#### Supplied material

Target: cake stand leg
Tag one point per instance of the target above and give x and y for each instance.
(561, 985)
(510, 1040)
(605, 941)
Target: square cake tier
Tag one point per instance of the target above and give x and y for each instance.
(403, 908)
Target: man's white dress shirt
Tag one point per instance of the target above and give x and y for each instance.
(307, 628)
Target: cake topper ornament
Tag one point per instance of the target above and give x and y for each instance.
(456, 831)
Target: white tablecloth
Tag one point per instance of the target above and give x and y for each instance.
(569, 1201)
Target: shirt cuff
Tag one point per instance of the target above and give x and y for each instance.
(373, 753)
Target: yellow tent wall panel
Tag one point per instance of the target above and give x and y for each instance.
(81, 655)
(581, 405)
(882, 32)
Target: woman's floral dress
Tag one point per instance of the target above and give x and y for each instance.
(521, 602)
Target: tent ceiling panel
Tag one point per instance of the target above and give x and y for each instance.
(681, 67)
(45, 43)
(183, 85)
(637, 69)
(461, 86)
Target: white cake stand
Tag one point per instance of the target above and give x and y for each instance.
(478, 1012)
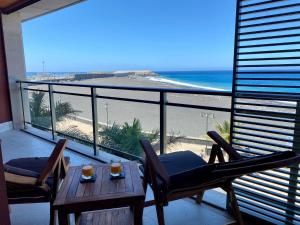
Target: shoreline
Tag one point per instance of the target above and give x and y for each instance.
(146, 75)
(185, 121)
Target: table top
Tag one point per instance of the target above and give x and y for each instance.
(103, 191)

########

Format the part that opens with the line containing "Target: yellow tent wall panel" and closes with the line containing "(478, 1012)" as a two-column CSV with the headers instruction and answer, one row per entry. Put each entry's text and its answer each in a single quoted field, with line breaks replaced by spaces.

▸ Answer to this task:
instruction,answer
"Target: yellow tent wall panel Tag one point per instance of the target above and give x and y for each instance.","(81, 655) (581, 405) (882, 32)"
"Target: woman's floral dress Tag one point per instance of the target above and give x and y for each instance.","(521, 602)"
"Target: tent ceiling panel Tag one point per instance of the target above and give x and y for each instance.","(681, 67) (45, 43) (183, 85) (637, 69) (461, 86)"
"Target: white cake stand Tag one point per instance of the target above and give x and y for each instance.","(478, 1012)"